Stored records:
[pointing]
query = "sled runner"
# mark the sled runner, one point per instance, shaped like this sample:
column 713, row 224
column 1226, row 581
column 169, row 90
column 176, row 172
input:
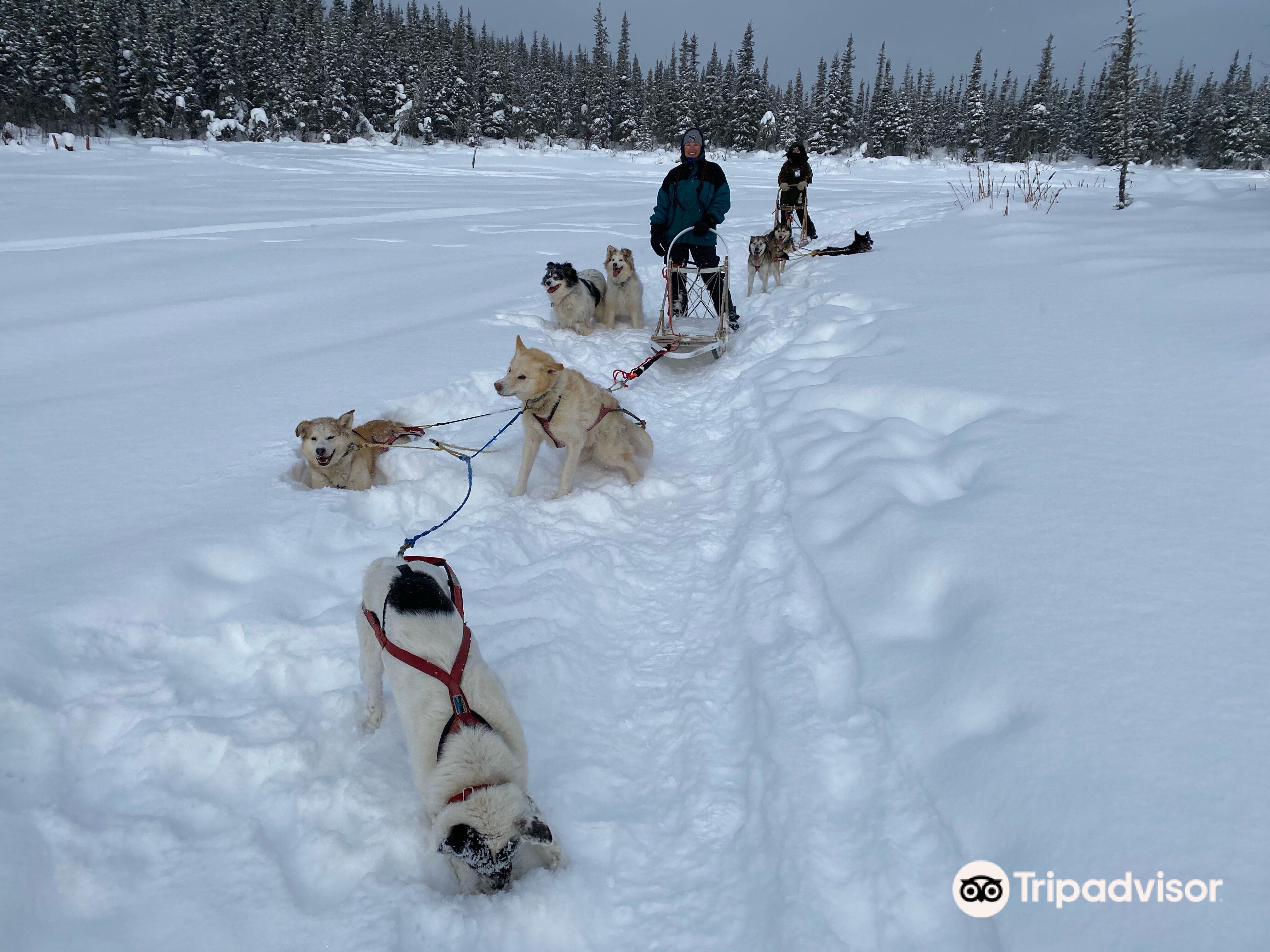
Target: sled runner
column 695, row 306
column 794, row 218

* _TO DO_: Retype the lines above word for word, leaving out the pictures.

* _EXERCISE ANSWER_:
[pointing]
query = "sled runner"
# mark the sled runner, one point per instance, shaped like this sample:
column 713, row 224
column 1226, row 581
column 169, row 90
column 176, row 172
input:
Target: sled runner
column 695, row 306
column 794, row 218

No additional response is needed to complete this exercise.